__Required action__. Looking at the records below, please say how many lines contain the word "each", as a bare number.

(Referring expression pointing data)

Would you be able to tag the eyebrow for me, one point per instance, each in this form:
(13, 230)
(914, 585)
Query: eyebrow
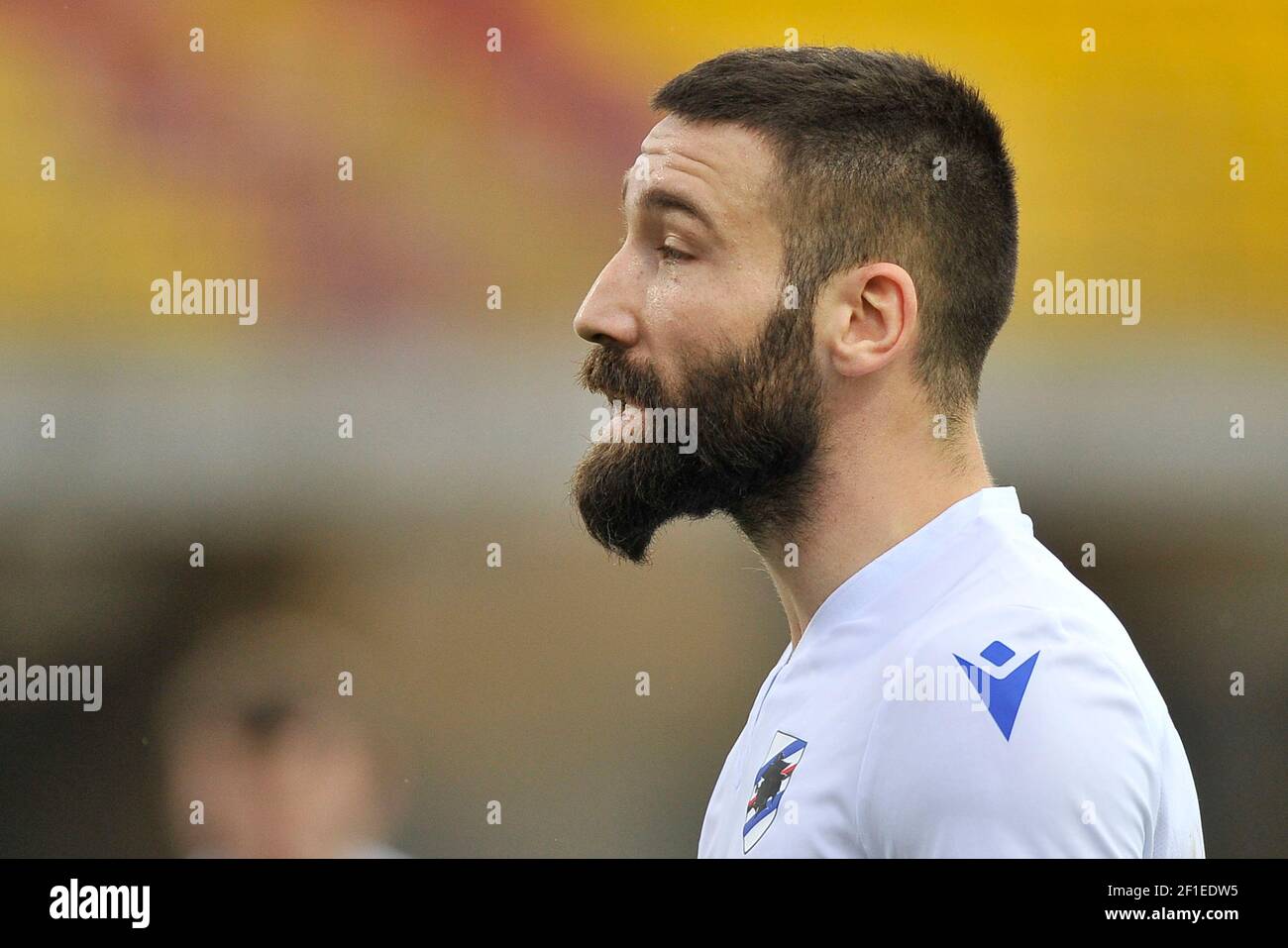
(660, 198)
==
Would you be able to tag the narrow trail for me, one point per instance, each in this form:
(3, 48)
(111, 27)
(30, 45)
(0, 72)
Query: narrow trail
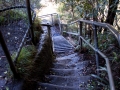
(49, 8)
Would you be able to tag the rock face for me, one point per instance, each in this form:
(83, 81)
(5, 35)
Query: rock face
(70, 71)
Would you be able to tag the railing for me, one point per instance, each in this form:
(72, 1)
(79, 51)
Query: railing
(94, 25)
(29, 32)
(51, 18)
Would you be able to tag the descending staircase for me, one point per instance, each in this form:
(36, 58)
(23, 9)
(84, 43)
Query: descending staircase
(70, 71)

__Written response__. 5